• [EXERCISE DATA]
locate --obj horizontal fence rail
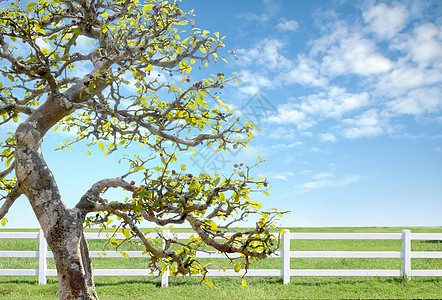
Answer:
[0,229,442,286]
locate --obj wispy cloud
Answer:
[276,20,299,31]
[296,173,362,191]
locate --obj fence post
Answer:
[282,229,290,284]
[401,229,411,280]
[161,229,170,287]
[38,229,48,284]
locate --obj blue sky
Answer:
[1,0,442,227]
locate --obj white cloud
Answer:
[270,142,302,151]
[321,35,393,76]
[342,109,384,139]
[319,133,337,142]
[279,55,328,87]
[409,24,442,64]
[388,87,442,115]
[298,86,370,118]
[236,39,290,70]
[276,20,299,31]
[362,3,408,39]
[236,13,269,22]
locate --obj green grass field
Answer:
[0,227,442,299]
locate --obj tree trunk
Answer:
[15,97,98,299]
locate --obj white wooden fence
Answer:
[0,230,442,286]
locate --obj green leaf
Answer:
[241,278,247,288]
[203,278,214,287]
[167,85,181,94]
[122,228,130,239]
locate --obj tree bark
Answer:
[15,95,98,299]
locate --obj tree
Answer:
[0,0,281,299]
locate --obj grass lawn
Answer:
[0,227,442,299]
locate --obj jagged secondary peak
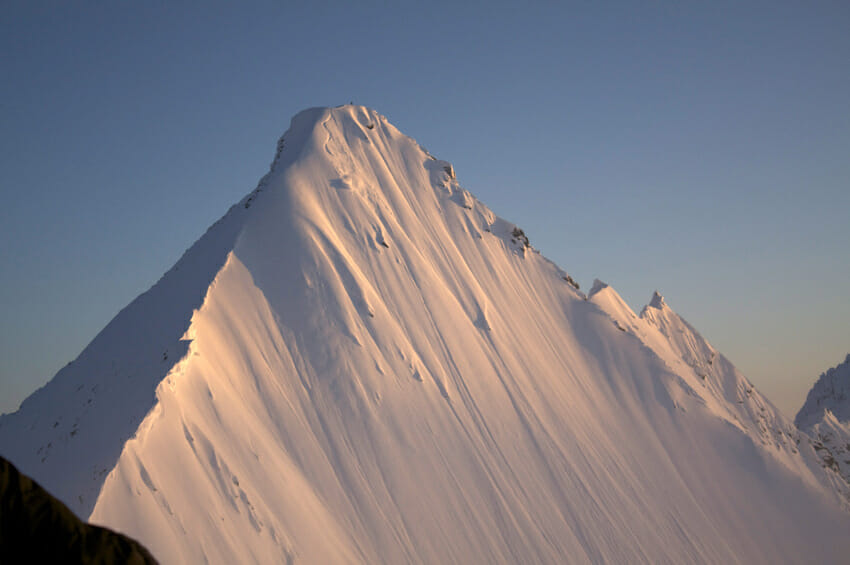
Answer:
[0,106,850,563]
[795,354,850,429]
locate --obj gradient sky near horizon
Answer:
[0,1,850,416]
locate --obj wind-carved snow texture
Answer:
[795,355,850,490]
[0,106,850,563]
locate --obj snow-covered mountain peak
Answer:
[794,354,850,492]
[795,354,850,429]
[649,290,667,310]
[0,106,850,563]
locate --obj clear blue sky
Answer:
[0,1,850,415]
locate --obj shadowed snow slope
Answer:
[0,106,850,563]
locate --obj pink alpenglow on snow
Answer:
[0,106,850,563]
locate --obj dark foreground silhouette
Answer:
[0,457,156,565]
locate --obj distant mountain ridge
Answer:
[0,106,850,563]
[795,354,850,490]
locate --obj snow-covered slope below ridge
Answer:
[588,280,850,508]
[0,106,850,563]
[794,354,850,490]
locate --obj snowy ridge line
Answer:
[0,106,850,563]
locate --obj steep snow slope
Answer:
[588,280,850,508]
[795,355,850,483]
[0,106,850,563]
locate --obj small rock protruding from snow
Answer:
[587,279,608,299]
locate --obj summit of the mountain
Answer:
[649,290,666,310]
[0,106,850,563]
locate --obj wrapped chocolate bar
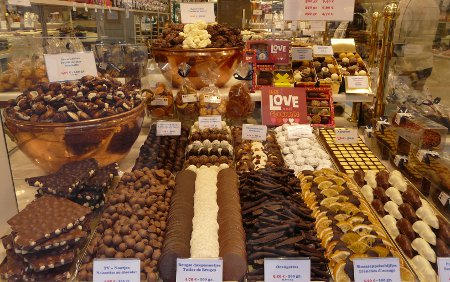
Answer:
[142,82,175,119]
[175,63,199,122]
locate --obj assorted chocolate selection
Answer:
[78,167,175,281]
[0,195,91,281]
[6,75,143,123]
[354,170,450,281]
[299,169,414,281]
[133,124,189,172]
[239,167,330,281]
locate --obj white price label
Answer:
[394,113,413,125]
[438,192,450,207]
[150,97,169,106]
[353,258,401,282]
[198,116,222,130]
[264,258,311,282]
[203,95,222,104]
[181,94,198,103]
[93,259,141,282]
[345,75,369,89]
[44,52,97,82]
[313,45,333,56]
[334,128,358,144]
[156,121,181,136]
[176,258,223,282]
[287,124,313,140]
[242,124,267,141]
[437,258,450,282]
[291,47,312,61]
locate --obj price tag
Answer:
[156,121,181,136]
[44,52,97,82]
[334,128,358,144]
[242,124,267,141]
[198,116,222,130]
[313,45,333,56]
[394,113,413,125]
[291,47,312,61]
[353,258,401,282]
[181,94,198,103]
[177,259,223,282]
[203,95,222,104]
[93,259,141,282]
[287,124,313,140]
[437,258,450,282]
[264,258,311,282]
[438,192,450,207]
[345,75,369,89]
[150,97,169,106]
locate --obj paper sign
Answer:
[198,116,222,130]
[93,259,141,282]
[313,45,333,56]
[353,258,401,282]
[334,128,358,144]
[291,47,312,61]
[156,121,181,136]
[8,0,31,7]
[437,258,450,282]
[264,258,311,282]
[345,75,369,89]
[180,3,216,23]
[44,52,97,82]
[242,124,267,141]
[176,258,223,282]
[283,0,355,21]
[287,124,313,140]
[261,87,308,125]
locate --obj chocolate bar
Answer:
[7,195,91,251]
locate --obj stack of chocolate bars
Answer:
[25,159,118,210]
[0,195,91,281]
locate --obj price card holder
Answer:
[353,258,401,282]
[264,258,311,282]
[437,258,450,282]
[178,258,223,282]
[198,116,222,130]
[93,259,141,282]
[334,128,358,144]
[242,124,267,141]
[156,121,181,136]
[291,47,313,61]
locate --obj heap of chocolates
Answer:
[0,195,91,281]
[239,167,330,281]
[78,168,175,281]
[6,75,142,123]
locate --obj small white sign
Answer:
[313,45,333,56]
[437,258,450,282]
[93,259,141,282]
[198,116,222,130]
[156,121,181,136]
[264,258,311,282]
[180,3,216,23]
[8,0,31,7]
[181,94,198,103]
[334,128,358,144]
[242,124,267,141]
[394,113,413,125]
[287,124,313,140]
[345,75,369,89]
[176,258,223,282]
[353,258,401,282]
[291,47,312,61]
[44,52,97,82]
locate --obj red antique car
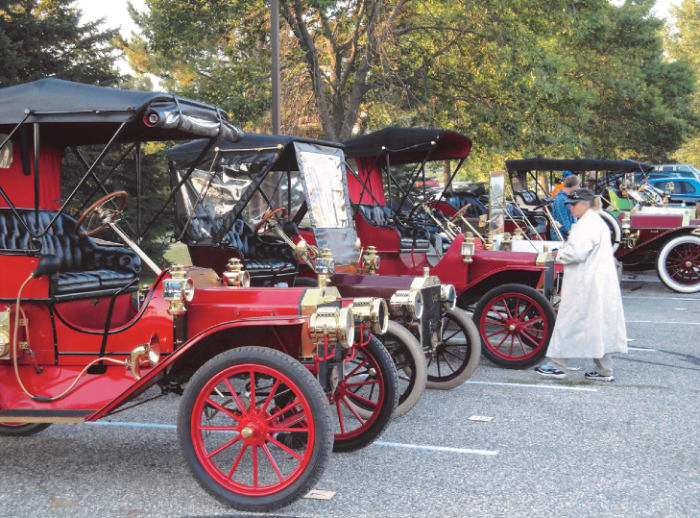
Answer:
[168,134,479,415]
[0,79,397,511]
[344,127,556,368]
[506,158,700,293]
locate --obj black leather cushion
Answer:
[226,219,297,279]
[0,210,141,295]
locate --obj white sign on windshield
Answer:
[297,151,350,228]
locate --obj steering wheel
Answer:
[450,203,472,221]
[255,207,287,233]
[75,191,129,236]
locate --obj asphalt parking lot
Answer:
[0,273,700,518]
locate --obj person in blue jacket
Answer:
[549,174,581,241]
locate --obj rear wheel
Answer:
[330,336,399,451]
[427,308,481,390]
[474,284,555,369]
[178,347,332,511]
[656,234,700,293]
[0,423,51,437]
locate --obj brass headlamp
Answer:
[351,297,389,335]
[163,264,194,316]
[126,334,160,380]
[460,232,476,263]
[362,246,380,275]
[221,257,250,288]
[440,284,457,311]
[389,290,423,320]
[0,308,10,360]
[309,306,355,349]
[316,248,335,288]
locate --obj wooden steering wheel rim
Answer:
[450,203,472,221]
[75,191,129,236]
[255,207,287,233]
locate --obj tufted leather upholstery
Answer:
[0,210,141,297]
[355,204,430,252]
[225,219,297,280]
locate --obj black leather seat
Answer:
[225,219,298,284]
[0,210,141,299]
[355,204,430,252]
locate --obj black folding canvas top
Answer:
[0,78,242,145]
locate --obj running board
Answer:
[0,409,95,424]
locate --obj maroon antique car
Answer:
[168,134,479,415]
[506,158,700,293]
[0,79,397,511]
[344,127,556,368]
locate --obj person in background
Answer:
[549,174,581,241]
[552,171,574,198]
[535,189,627,381]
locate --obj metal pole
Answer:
[270,0,282,135]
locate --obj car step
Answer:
[0,408,95,423]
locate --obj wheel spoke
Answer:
[260,380,280,413]
[267,435,301,460]
[207,398,241,422]
[207,434,241,459]
[226,444,248,480]
[343,396,365,426]
[347,392,377,407]
[260,444,284,482]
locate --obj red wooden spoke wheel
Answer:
[474,284,555,369]
[329,336,399,451]
[656,235,700,293]
[178,347,332,511]
[0,423,51,437]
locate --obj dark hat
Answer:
[564,189,595,205]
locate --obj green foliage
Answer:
[666,0,700,166]
[0,0,119,87]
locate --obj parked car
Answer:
[0,79,397,511]
[647,176,700,203]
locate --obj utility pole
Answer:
[270,0,282,135]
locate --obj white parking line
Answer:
[466,380,598,392]
[626,320,700,326]
[85,421,498,455]
[372,441,498,455]
[622,295,700,302]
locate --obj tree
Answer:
[0,0,120,87]
[666,0,700,167]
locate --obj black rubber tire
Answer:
[332,336,399,452]
[656,234,700,293]
[0,423,51,437]
[427,308,481,390]
[177,347,333,512]
[472,283,556,369]
[353,320,428,419]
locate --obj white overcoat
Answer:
[547,209,627,358]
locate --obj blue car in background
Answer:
[647,176,700,203]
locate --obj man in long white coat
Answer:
[535,189,627,381]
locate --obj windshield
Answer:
[294,142,358,265]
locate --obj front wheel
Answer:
[0,423,51,437]
[656,234,700,293]
[427,308,481,390]
[177,347,332,512]
[474,284,555,369]
[330,336,399,452]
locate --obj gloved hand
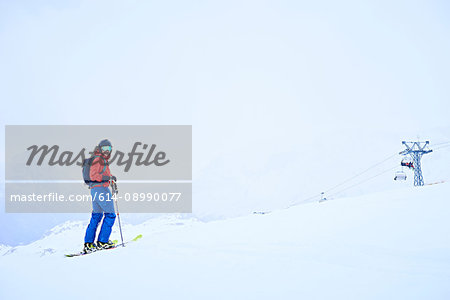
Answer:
[102,176,117,181]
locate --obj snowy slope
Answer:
[0,183,450,299]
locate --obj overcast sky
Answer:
[0,0,450,243]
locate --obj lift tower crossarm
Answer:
[399,141,433,186]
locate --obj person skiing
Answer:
[83,140,116,253]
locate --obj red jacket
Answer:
[89,150,111,187]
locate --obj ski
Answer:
[64,234,142,257]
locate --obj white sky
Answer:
[0,0,450,243]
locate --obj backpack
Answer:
[83,155,107,187]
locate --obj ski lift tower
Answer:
[399,141,433,186]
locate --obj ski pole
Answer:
[111,181,125,247]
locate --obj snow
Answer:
[0,183,450,299]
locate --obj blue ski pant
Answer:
[84,186,116,243]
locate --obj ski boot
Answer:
[83,243,97,253]
[97,240,116,250]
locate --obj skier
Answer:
[83,140,116,253]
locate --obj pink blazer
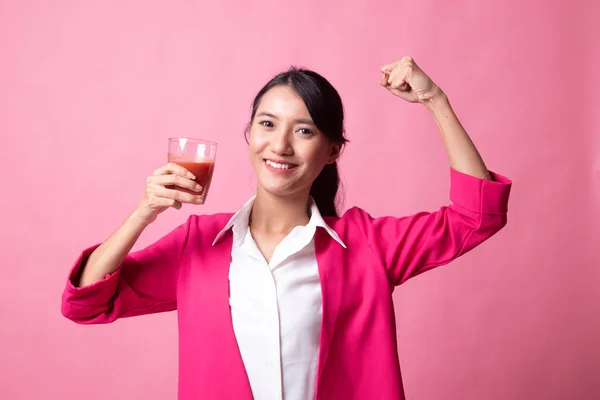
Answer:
[62,170,511,400]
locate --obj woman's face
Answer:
[249,86,340,196]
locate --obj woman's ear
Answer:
[327,143,342,164]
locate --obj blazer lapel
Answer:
[315,228,345,398]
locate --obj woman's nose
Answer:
[270,128,294,155]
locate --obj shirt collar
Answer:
[212,195,347,248]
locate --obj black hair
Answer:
[248,67,348,217]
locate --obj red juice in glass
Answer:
[168,138,217,200]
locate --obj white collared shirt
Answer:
[213,197,346,400]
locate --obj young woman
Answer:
[62,57,511,400]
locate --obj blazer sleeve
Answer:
[61,219,190,324]
[350,169,512,287]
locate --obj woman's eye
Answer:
[298,128,312,135]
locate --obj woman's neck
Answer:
[250,190,310,235]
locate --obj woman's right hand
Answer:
[135,163,203,225]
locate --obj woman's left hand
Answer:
[379,56,443,103]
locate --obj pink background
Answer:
[0,0,600,400]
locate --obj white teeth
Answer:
[266,160,292,169]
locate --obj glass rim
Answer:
[169,136,218,147]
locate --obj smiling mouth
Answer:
[265,160,297,169]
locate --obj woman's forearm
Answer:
[423,91,491,180]
[77,211,148,287]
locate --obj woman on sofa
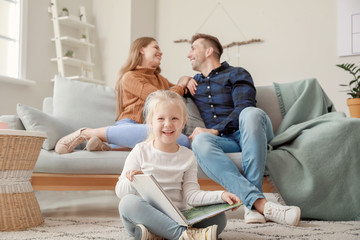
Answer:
[55,37,190,154]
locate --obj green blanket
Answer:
[266,79,360,220]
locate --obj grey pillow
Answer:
[0,115,25,130]
[53,76,116,130]
[183,97,205,136]
[16,103,74,150]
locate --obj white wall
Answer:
[0,0,360,115]
[156,0,360,113]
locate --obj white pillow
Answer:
[16,103,74,150]
[53,76,116,130]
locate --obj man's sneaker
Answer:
[179,225,217,240]
[264,202,301,226]
[244,206,266,223]
[85,136,111,151]
[55,128,87,154]
[135,224,164,240]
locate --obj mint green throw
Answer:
[266,79,360,220]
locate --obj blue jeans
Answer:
[119,194,227,239]
[192,107,274,209]
[106,118,190,148]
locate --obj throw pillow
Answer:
[53,76,116,130]
[16,103,74,150]
[183,97,205,136]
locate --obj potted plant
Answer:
[61,8,69,16]
[336,63,360,118]
[65,50,74,57]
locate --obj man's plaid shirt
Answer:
[191,62,256,136]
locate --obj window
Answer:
[0,0,30,84]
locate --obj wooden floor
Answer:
[30,173,273,192]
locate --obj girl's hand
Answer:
[126,169,144,182]
[221,191,241,211]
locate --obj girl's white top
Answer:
[115,142,224,210]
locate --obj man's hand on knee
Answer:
[189,127,219,140]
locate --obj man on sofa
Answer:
[184,34,300,225]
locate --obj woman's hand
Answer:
[126,169,144,182]
[177,76,191,88]
[186,78,198,95]
[221,191,241,211]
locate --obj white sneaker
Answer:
[135,224,164,240]
[179,225,217,240]
[244,206,266,223]
[264,202,301,226]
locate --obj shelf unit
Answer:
[50,0,104,84]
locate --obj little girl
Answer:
[115,90,240,239]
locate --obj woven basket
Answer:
[0,131,45,231]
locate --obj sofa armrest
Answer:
[0,115,25,130]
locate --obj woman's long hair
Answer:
[115,37,161,120]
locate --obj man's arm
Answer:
[189,127,219,140]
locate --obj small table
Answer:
[0,130,46,231]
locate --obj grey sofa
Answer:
[0,77,282,192]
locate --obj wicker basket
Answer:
[0,130,45,231]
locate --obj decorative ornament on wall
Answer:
[174,2,263,66]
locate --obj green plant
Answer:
[336,63,360,98]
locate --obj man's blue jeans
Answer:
[192,107,274,209]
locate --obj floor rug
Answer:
[0,217,360,240]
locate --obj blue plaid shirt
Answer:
[191,62,256,136]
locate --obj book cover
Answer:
[132,174,242,226]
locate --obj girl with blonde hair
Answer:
[115,90,240,240]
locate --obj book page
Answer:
[182,203,242,225]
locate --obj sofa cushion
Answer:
[0,115,25,130]
[53,76,116,129]
[16,103,74,150]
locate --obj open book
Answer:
[132,174,242,226]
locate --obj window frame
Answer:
[0,0,36,85]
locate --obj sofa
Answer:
[0,76,282,192]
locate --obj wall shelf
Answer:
[50,0,104,84]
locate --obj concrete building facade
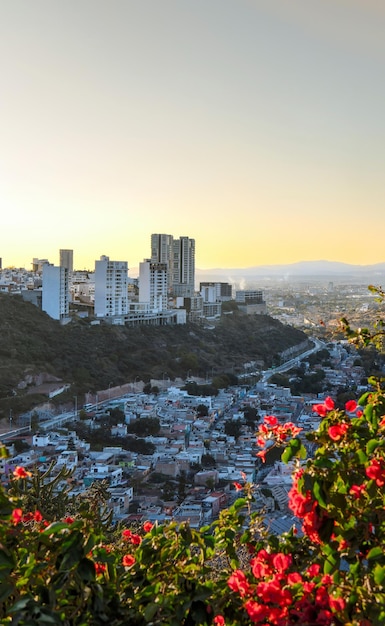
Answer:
[139,259,169,311]
[95,255,128,317]
[42,263,69,322]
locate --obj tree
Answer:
[0,286,385,626]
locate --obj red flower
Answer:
[349,484,366,500]
[255,450,267,463]
[227,569,250,598]
[94,563,107,575]
[245,600,270,624]
[306,563,321,578]
[287,572,302,585]
[328,423,349,441]
[13,465,32,479]
[263,415,278,426]
[122,554,135,567]
[329,596,346,611]
[11,509,23,525]
[273,552,293,572]
[313,396,334,417]
[345,400,358,413]
[365,459,385,487]
[130,533,142,546]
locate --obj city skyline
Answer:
[0,0,385,269]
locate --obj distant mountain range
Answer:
[196,260,385,284]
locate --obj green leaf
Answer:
[373,564,385,585]
[356,449,368,465]
[144,602,159,623]
[367,546,385,561]
[281,437,306,463]
[313,480,327,509]
[0,582,14,602]
[366,439,380,454]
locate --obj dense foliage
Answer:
[0,294,306,418]
[0,380,385,626]
[0,284,385,626]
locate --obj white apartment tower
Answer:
[139,259,168,312]
[59,250,74,272]
[151,234,174,290]
[42,263,69,321]
[172,237,195,297]
[95,255,128,317]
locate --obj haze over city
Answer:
[0,0,385,269]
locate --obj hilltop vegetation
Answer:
[0,294,306,417]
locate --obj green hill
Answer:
[0,294,306,418]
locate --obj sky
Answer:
[0,0,385,269]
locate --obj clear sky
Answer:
[0,0,385,269]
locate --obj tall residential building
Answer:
[42,263,69,321]
[139,259,168,311]
[95,255,128,317]
[151,234,174,290]
[59,250,74,272]
[199,281,233,302]
[172,237,195,297]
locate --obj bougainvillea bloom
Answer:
[122,554,135,567]
[13,465,32,478]
[349,485,366,500]
[328,423,349,441]
[227,569,251,598]
[263,415,278,426]
[365,459,385,487]
[313,396,334,417]
[95,563,107,575]
[11,509,23,524]
[345,400,358,413]
[130,533,142,546]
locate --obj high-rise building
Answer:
[139,259,168,311]
[42,263,69,322]
[172,237,195,297]
[199,281,233,302]
[95,255,128,317]
[59,250,74,272]
[151,234,174,291]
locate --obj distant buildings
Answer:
[139,259,168,311]
[42,263,69,322]
[95,255,128,317]
[235,289,267,315]
[172,237,195,297]
[59,250,74,273]
[151,234,195,297]
[199,282,233,302]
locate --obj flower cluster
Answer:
[228,549,345,626]
[257,415,302,462]
[288,469,327,543]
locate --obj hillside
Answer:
[0,294,306,417]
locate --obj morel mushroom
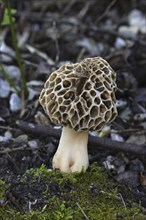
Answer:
[39,57,117,172]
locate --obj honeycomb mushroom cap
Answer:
[39,57,117,131]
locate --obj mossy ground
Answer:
[0,164,146,220]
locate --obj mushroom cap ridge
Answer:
[39,57,117,131]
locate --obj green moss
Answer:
[0,164,146,220]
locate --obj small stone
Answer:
[0,79,11,98]
[15,134,28,143]
[3,65,21,84]
[115,37,126,49]
[28,140,38,150]
[10,93,21,112]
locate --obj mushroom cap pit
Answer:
[39,57,117,131]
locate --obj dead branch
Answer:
[16,121,146,155]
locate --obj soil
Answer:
[0,0,146,219]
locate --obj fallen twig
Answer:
[16,121,146,158]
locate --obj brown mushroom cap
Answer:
[39,57,117,131]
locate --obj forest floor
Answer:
[0,0,146,220]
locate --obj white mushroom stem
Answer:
[53,127,89,173]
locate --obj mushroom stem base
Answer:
[53,127,89,173]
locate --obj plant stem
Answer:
[7,0,28,103]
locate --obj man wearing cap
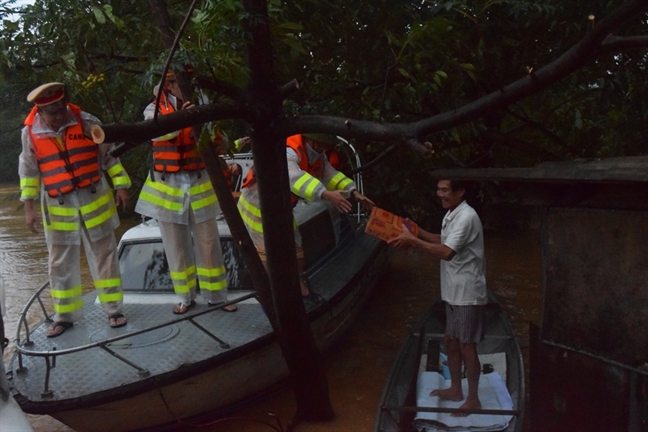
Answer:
[18,82,131,337]
[238,134,374,305]
[135,72,237,314]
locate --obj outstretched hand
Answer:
[387,224,417,249]
[322,191,353,213]
[352,190,376,211]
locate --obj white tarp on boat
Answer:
[414,362,513,432]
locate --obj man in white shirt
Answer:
[389,180,487,417]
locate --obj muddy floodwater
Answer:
[0,185,542,432]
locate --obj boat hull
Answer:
[13,228,388,432]
[374,293,524,432]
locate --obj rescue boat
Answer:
[7,146,388,432]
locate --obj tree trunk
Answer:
[149,0,333,420]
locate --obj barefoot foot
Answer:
[430,388,463,402]
[451,399,481,417]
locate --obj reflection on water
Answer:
[0,186,542,432]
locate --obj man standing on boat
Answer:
[238,134,374,305]
[135,72,237,314]
[18,82,131,337]
[389,180,488,417]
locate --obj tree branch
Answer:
[93,104,248,144]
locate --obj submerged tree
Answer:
[3,0,648,426]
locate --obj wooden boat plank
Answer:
[374,293,524,432]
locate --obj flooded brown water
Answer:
[0,187,542,432]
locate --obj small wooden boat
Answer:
[374,293,524,432]
[8,148,388,432]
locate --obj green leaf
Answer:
[92,6,106,24]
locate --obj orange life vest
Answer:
[241,135,324,187]
[241,134,324,207]
[153,93,205,173]
[25,103,101,197]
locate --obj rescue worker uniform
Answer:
[135,87,229,313]
[18,90,131,326]
[237,135,356,255]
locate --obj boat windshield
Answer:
[119,241,173,292]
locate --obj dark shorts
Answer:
[446,303,484,343]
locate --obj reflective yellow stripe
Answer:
[146,181,184,197]
[292,174,312,194]
[169,266,196,294]
[85,207,117,229]
[20,177,40,188]
[48,205,78,217]
[200,280,227,291]
[113,176,131,189]
[239,195,261,218]
[51,285,82,299]
[108,162,126,177]
[140,191,183,212]
[169,272,187,279]
[98,291,124,303]
[304,179,321,200]
[95,278,121,289]
[191,195,218,210]
[20,187,38,199]
[45,222,80,231]
[198,266,225,277]
[79,193,111,214]
[52,299,83,315]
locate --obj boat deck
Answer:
[8,293,272,400]
[10,231,384,406]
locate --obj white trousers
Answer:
[47,227,124,322]
[159,213,227,304]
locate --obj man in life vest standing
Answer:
[18,82,131,337]
[135,72,237,314]
[238,134,374,305]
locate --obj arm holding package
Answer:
[286,147,326,201]
[18,127,40,202]
[81,112,131,189]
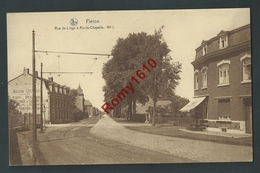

• [EXERCISE DETAILS] Can you copy out the records above word for word, from their very first line through the line containing "[0,1,850,415]", including both ends? Leave the pictures out.

• [REPLY]
locate --obj horizontal fence rail
Answer:
[0,229,442,286]
locate --obj wispy cloud
Answer:
[276,20,299,31]
[296,173,362,191]
locate --obj fence post
Answer:
[282,229,290,284]
[401,229,411,280]
[161,229,170,287]
[38,229,48,284]
locate --obj blue sky
Answer:
[1,0,442,227]
locate --obj white cloud
Answer:
[270,142,302,151]
[321,35,393,76]
[342,109,384,139]
[319,133,337,142]
[279,55,328,87]
[409,24,442,64]
[388,87,442,115]
[298,86,370,118]
[236,39,290,70]
[276,20,299,31]
[362,3,408,39]
[236,13,269,22]
locate --obj green grass field
Answer:
[0,227,442,299]
locate --obj tree trunk
Answer:
[15,97,98,299]
locate --obj white wooden fence
Answer:
[0,230,442,286]
locate --obj green leaf
Answer:
[241,278,247,288]
[203,278,214,287]
[167,85,181,94]
[122,228,130,239]
locate --obj tree bark
Answer:
[15,95,98,299]
locate --obj tree
Answer:
[0,0,281,299]
locate --obj grass lawn
Answer:
[0,227,442,299]
locate --obj jagged secondary peak
Answer:
[0,106,850,563]
[795,354,850,429]
locate --obj gradient sky near horizon
Answer:
[0,1,850,416]
locate --obj wind-carved snow texture
Answer:
[795,355,850,490]
[0,106,850,563]
locate --obj snow-covered mountain peak
Answer:
[794,354,850,492]
[795,354,850,429]
[649,290,667,310]
[0,106,850,563]
locate --obj clear blue sky
Answer:
[0,1,850,415]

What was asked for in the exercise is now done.